= Reading text =
BEIRUT — The Lebanese government approved on Feb. 10 the draft budget law for the year 2022, with plans to hike customs duties and impose new taxes. The budget will be discussed in parliament on Feb. 21 for ratification. This comes as the Lebanese people have battled their worst economic crisis for nearly two years now.
The recent talk about amending the exchange rate of customs transactions for imports and the imposition of new customs duties stirred great concern among Lebanese. The measure will further up the prices of goods and services since Lebanon relies mostly on imports for all of its needs.
Sasha Amin, a young Lebanese woman who works in public health, told Al-Monitor, “If the exchange rate to the dollar for customs is raised, the situation will further exacerbate and prices will skyrocket. The prices of medical care and basic needs, including food and education, are already soaring. An increased rate of the customs dollar will be catastrophic.”
Also, many local factories depend on imported raw materials.
The customs dollar is the price for calculating the customs value of imports, and it is paid in Lebanese pounds. Its price was fixed according to the official exchange rate at 1,515 against the US dollar. Amid the freefall of the local currency value since October 2019 and the emergence of multiple dollar exchange rates, talks about amending the exchange rate of the customs value have made headlines.
Immediately after approving the state budget, Prime Minister Najib Mikati said in a statement that the customs dollar will be applied when the budget is ratified in parliament.
He noted that the exchange rate of customs transactions for imports will be set by the central bank's foreign exchange platform, known as Sayrafa, and will be announced by the minister of finance on a monthly basis.
“Customs taxes on medication and food, as well as coffee and tea, will be removed,” Mikati said.
Sayrafa is a new electronic platform developed by the central bank that aims to record all Lebanese-pound foreign exchange transactions into any other foreign currency, in order to set the exchange rate according to a daily pricing close to the parallel market exchange rate, standing now at 21,000 Lebanese pounds to the dollar (as of the time of this writing).

= Provided material =
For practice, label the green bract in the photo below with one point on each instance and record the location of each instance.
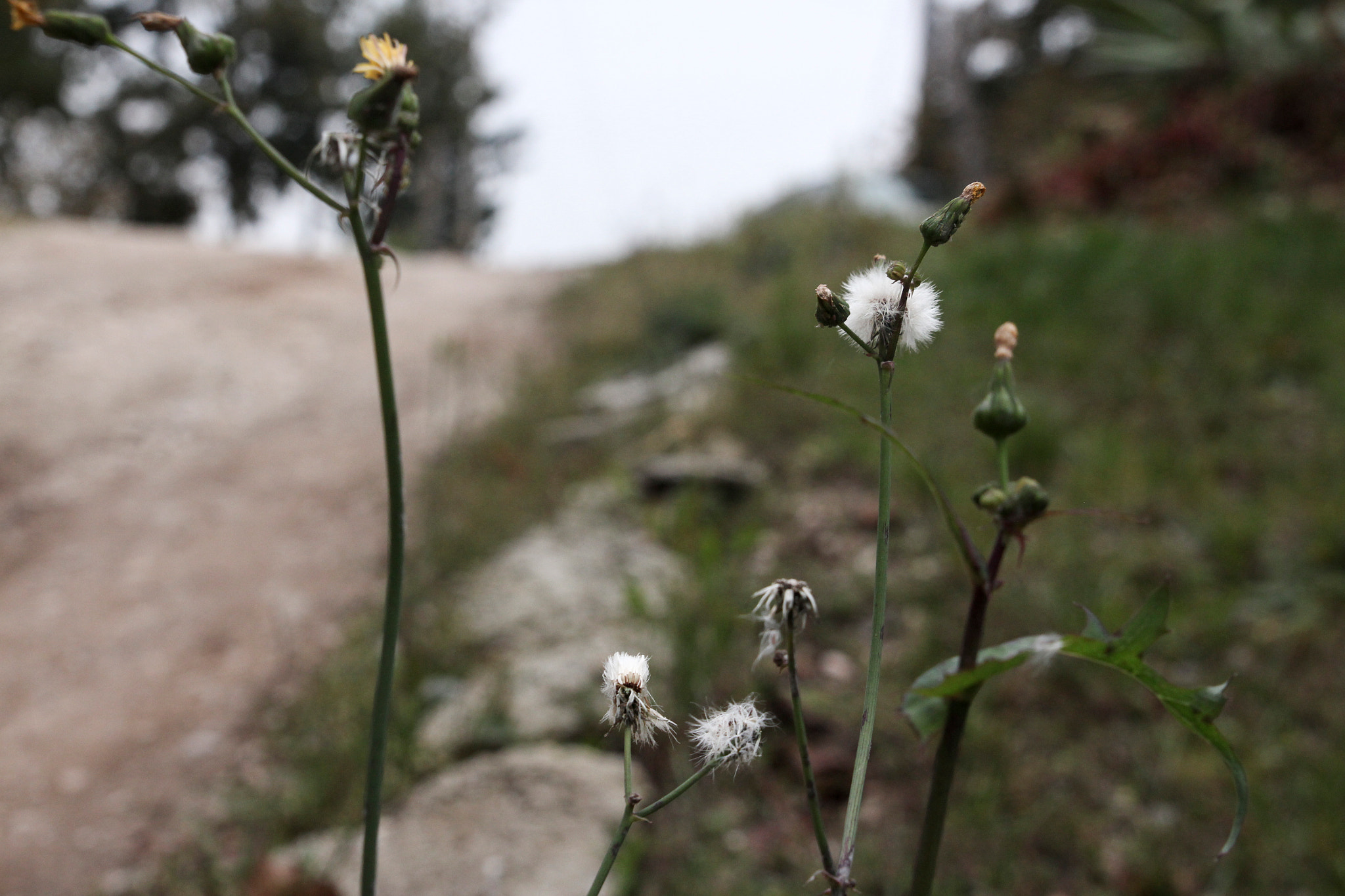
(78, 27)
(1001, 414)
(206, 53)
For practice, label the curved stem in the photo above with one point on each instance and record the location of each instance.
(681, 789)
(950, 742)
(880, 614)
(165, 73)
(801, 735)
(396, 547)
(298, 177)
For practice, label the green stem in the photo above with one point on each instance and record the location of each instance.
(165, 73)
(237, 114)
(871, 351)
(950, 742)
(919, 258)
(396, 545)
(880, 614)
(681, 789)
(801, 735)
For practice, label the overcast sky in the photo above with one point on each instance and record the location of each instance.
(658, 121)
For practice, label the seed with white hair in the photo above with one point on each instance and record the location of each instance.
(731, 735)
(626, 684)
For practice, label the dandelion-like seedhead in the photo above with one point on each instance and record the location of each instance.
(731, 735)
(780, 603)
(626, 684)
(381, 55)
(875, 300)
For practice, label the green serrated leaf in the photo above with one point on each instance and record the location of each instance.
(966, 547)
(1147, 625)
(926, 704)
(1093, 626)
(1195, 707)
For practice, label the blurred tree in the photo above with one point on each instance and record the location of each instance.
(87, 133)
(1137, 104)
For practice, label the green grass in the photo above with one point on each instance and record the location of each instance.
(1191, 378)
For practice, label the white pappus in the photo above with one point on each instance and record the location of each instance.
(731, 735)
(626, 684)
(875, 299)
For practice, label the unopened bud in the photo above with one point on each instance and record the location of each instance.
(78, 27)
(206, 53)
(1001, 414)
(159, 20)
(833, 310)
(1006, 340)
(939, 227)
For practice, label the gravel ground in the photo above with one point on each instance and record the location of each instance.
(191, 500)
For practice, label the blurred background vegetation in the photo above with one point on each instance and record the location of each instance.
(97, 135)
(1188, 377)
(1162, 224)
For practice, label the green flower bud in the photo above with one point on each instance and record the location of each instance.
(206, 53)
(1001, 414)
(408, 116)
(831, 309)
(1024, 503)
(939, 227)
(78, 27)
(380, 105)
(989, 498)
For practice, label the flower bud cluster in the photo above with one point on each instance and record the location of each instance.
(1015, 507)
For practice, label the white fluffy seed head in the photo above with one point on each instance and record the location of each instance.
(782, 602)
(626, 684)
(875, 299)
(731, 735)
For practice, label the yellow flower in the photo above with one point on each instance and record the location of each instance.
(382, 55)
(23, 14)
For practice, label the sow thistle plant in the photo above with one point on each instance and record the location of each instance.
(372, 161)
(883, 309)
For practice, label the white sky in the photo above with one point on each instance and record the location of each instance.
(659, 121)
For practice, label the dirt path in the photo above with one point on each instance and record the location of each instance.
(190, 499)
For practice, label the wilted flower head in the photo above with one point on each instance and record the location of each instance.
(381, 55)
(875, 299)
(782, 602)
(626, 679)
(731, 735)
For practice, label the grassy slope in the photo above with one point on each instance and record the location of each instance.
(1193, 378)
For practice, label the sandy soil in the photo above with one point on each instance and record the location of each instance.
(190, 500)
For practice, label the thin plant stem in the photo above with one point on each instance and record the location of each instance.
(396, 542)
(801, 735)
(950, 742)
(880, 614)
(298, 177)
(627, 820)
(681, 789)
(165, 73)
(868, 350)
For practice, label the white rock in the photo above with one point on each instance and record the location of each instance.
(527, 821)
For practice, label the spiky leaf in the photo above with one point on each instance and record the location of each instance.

= Directions =
(A) According to the Lebanon budget article, on what date will parliament discuss the budget for ratification?
(B) Resume the Lebanon budget article after its final sentence.
The entries have nothing to do with the Lebanon budget article.

= Exercise answers =
(A) Feb. 21

(B)
Despite assurances by concerned authorities that the new customs dollar will not affect the prices of basic goods, many citizens find it disastrous and believe it will increase state revenues out of the people's pockets in order to reduce the public budget deficit.
Meanwhile, prices of some commodities have already increased under the pretext of covering the upcoming cost of imports.
Ali Abbas, a lawyer and activist with the local People’s Anti-Corruption Observatory, told Al-Monitor, “Adjusting the price of the customs dollar and imposing a fee of 3% on all imported goods and a fee of 10% on imported goods if similar ones are manufactured inside Lebanon will definitely inflate the prices of all goods. Instead of implementing customs reform, [the government is making] the consumer bear all the burden.”
Abbas argued that the new customs duties will not increase customs revenues but rather will promote fraud, tax evasion and smuggling of goods across the border. “In order to improve customs revenues by 40% to 50%, the entire trade and import sector must be reformed. Despite the rampant corruption plaguing it, the sector brought in one-third of state revenues.”
In turn, economist Walid Abu Suleiman pointed out that citizens need to know which commodities, in particular, would be exempted from customs duties, as this was not clarified yet.
Abu Suleiman told Al-Monitor, “There is no social justice in Lebanon. The depositors are getting only part of their funds held in the banks at the price of 8,000 Lebanese pounds to the dollar. Meanwhile, Lebanese are forced to pay the prices of goods and services at the exchange rate set by Sayrafa, which is much higher.”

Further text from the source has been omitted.